◆ **GEZEIGTER TEXTAUSZUG**
Cortisol, Depressivität und neurologische Behinderung bei früher MS
Die Hypothalamus-Hypophysen-Nebennierenrinden-Achse (HPA) ist eine zentrale Instanz im Hormonhaushalt des Menschen. Sie ist unter anderem für die Ausschüttung von Cortisol, dem körpereigenen Cortison, zuständig und unterliegt tageszeitlich bedingten Schwankungen. Es gibt Hinweise auf eine überaktive HPA im frühen Stadium der Multiplen Sklerose (MS), also chronisch zu viel Cortisol produziert wird, und es wird angenommen, dass dies einen Einfluss auf das Fortschreiten der Erkrankung hat. Gleichzeitig stehen depressive Symptome in Zusammenhang mit erhöhten Cortisol-Spiegeln. Es ist bis heute jedoch wenig bekannt über die wechselseitige Beziehung zwischen depressiven Symptomen und HPA-Anomalien im tageszeitlichen Verlauf.

◆ **ERFASSTE DATEN**
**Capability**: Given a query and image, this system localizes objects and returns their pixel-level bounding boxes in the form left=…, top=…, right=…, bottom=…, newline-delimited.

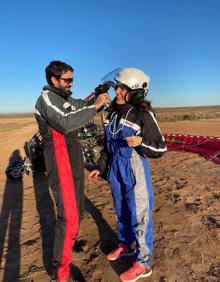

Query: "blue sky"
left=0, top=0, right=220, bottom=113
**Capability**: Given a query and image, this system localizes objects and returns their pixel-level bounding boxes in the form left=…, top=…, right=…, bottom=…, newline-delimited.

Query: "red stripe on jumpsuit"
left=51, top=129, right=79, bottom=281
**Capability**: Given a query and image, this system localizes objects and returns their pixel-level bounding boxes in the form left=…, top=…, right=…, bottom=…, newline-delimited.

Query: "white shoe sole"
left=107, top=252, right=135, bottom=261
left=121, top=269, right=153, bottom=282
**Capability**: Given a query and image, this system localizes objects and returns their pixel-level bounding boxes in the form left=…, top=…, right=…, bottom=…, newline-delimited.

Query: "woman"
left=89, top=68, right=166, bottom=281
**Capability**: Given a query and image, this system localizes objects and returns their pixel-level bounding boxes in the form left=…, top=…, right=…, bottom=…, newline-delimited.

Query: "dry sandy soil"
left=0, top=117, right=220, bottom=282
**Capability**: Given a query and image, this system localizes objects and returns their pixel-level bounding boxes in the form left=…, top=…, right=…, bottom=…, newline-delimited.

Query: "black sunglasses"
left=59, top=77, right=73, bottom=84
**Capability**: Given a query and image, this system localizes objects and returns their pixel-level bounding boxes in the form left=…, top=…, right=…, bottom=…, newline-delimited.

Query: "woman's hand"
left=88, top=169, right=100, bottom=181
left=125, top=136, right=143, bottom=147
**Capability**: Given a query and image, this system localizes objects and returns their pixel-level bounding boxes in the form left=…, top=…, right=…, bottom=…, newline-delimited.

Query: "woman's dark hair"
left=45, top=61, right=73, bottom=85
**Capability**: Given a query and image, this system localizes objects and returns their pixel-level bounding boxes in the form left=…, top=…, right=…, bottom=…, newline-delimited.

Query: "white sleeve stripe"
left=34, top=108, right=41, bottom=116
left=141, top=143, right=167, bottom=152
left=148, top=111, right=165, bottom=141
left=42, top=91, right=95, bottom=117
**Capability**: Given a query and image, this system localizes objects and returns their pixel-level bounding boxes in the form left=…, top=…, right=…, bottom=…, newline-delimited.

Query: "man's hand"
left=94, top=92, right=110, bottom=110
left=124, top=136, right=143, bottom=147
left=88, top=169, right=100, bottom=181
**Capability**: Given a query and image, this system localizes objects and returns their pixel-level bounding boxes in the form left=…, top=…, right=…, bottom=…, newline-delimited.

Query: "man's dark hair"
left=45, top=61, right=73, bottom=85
--
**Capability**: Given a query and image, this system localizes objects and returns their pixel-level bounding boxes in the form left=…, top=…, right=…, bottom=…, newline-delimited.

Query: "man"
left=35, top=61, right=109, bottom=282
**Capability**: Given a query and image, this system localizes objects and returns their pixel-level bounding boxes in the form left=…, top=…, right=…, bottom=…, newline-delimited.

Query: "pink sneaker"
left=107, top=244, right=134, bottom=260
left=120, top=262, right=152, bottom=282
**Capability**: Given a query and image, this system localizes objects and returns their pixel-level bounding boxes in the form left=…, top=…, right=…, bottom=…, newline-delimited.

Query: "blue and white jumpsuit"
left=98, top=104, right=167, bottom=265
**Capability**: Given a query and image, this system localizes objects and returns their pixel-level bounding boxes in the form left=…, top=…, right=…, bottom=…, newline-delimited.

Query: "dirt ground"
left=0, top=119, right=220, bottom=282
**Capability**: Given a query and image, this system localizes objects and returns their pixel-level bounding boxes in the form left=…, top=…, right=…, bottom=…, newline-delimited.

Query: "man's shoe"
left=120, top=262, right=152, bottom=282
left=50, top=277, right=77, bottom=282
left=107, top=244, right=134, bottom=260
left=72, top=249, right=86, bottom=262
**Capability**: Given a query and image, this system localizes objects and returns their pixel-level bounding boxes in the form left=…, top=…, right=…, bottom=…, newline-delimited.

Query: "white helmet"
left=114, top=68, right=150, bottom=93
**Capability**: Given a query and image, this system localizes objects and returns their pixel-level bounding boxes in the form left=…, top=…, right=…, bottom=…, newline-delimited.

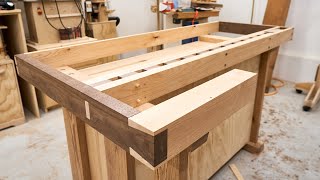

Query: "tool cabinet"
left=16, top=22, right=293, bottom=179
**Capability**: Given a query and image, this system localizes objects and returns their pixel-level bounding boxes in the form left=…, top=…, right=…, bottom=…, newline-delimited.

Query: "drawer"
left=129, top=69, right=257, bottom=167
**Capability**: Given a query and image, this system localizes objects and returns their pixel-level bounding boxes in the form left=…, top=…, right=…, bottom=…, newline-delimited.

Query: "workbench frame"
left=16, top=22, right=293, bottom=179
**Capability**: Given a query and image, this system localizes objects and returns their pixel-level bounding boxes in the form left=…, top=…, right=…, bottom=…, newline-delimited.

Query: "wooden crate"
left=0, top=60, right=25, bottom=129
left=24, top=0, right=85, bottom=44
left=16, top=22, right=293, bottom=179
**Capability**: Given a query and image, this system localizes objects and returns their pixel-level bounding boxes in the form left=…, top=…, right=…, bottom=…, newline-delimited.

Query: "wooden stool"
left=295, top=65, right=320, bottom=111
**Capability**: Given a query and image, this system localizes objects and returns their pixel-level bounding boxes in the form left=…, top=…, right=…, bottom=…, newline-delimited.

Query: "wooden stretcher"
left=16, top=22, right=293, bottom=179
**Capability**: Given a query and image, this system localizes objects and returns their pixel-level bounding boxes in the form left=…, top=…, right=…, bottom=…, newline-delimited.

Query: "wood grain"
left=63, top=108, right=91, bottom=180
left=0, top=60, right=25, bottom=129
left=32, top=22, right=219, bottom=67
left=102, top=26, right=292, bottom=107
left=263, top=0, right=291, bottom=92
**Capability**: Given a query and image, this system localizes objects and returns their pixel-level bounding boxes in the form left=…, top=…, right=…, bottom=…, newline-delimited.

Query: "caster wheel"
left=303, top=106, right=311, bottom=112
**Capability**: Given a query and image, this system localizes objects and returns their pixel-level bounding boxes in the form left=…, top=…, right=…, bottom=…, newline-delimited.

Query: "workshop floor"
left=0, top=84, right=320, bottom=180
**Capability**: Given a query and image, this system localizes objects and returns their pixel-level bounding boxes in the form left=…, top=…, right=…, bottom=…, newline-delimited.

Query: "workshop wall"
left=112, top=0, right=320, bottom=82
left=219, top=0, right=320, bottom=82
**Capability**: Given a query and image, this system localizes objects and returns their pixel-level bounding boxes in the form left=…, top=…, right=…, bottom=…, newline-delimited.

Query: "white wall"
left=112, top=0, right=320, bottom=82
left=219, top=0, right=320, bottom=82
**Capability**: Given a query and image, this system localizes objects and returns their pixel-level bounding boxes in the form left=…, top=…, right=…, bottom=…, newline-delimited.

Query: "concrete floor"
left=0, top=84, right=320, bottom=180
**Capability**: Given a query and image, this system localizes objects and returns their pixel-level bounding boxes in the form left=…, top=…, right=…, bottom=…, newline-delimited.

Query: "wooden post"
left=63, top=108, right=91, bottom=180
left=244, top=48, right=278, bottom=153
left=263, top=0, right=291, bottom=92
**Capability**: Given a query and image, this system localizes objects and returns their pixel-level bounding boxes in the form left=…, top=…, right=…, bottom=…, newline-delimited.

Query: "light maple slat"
...
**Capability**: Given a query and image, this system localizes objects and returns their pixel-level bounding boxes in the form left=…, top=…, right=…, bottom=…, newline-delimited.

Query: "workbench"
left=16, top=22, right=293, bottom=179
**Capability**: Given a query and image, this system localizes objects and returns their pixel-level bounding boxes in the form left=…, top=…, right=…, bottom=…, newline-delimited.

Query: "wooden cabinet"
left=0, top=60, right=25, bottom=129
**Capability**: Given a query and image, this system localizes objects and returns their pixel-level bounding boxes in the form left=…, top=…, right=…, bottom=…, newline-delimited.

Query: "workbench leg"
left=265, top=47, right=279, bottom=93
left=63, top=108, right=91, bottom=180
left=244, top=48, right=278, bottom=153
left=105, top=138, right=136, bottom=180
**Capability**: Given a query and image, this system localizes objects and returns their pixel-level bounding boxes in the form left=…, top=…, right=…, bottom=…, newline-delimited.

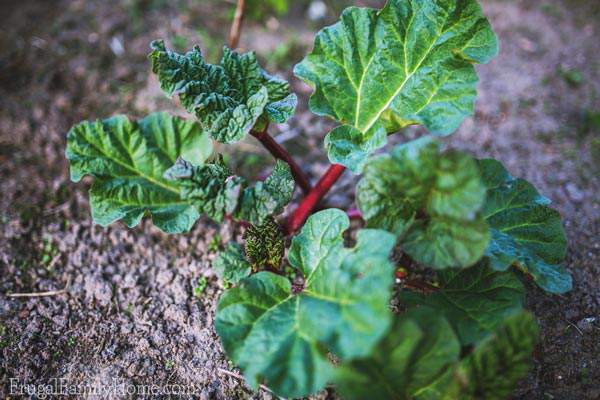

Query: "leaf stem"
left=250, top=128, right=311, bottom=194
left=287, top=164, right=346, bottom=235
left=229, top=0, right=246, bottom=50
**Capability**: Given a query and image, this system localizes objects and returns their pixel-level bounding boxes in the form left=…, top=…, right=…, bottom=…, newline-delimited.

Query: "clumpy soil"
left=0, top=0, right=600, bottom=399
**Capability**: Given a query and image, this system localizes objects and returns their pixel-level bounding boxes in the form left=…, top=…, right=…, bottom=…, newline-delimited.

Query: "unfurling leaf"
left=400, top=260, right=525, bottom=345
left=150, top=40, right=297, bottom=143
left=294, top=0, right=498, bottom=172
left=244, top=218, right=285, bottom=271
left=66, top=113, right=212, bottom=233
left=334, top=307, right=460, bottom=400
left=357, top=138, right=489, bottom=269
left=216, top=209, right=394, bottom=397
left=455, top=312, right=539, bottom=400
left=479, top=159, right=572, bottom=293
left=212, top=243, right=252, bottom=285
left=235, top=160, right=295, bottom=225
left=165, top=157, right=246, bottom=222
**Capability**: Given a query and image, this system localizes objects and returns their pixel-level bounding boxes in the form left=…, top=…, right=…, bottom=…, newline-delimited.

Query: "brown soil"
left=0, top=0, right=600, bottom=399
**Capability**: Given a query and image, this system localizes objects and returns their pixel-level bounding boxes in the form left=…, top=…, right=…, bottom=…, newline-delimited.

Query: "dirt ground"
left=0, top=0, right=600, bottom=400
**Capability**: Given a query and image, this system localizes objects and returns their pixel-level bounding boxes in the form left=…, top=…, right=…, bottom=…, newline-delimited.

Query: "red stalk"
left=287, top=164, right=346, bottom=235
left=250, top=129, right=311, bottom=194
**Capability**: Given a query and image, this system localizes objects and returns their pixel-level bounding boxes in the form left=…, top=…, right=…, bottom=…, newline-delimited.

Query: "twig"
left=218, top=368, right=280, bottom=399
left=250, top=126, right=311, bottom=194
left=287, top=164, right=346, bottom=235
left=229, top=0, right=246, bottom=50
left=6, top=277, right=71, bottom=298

◆ **AUFGABE**
Führe den Text über Cortisol und Depressivität bei früher MS im Anschluss an seinen letzten Satz fort.

◆ **ERGEBNIS DER ÜBUNG**
Forscher der neurologischen Abteilung des Uni-Klinikums Dresden haben sich dieser Frage gewidmet. Sie erhoben Daten zu depressiven Symptomen (mit dem einschlägigen Test „Beck Depression Inventory“ (BDI)), HPA-Funktionen im Tagesverlauf, Cortisolspiegel beim morgendlichen Aufwachen (Cortisol Awakening Response (CAR)) und die neurologischen Beeinträchtigungen bei 32 Menschen mit früher, schubförmiger MS und bei 16 gesunden Kontrollpersonen im selben Alters- und Geschlechtsverhältnis. Die Cortisolspiegel wurden mittels Speichelproben gemessen. Depressive Symptome wurden mithilfe eines Fragebogens erhoben und die neurologische Behinderung mit der einschlägigen Kurtzke-Skala (EDSS) gemessen.
Das Ergebnis war, dass die an MS Erkrankten eine deutlich höhere CAR zeigten als die gesunden Kontrollpersonen. Basierend auf der Stärke der depressiven Symptome konnten die Menschen mit MS in zwei Gruppen eingeteilt werden: Jene mit erhöhten depressiven Symptomen (BDI hoch) und jene mit schwach ausgeprägten oder keinen depressiven Symptomen (BDI niedrig). Diese beiden Gruppen unterschieden sich auch signifikant hinsichtlich ihrer Cortisolspiegel: Die Gruppe „BDI hoch“ wies deutlich höhere Cortisolspiegel auf als die Gruppe „BDI niedrig“. Letztere glich in diesem Punkt eher den gesunden Kontrollpersonen. Es stellte sich außerdem heraus, dass die MS-Erkrankten der „BDI hoch“-Gruppe stärker ausgeprägte Behinderungen gemäß EDSS hatten.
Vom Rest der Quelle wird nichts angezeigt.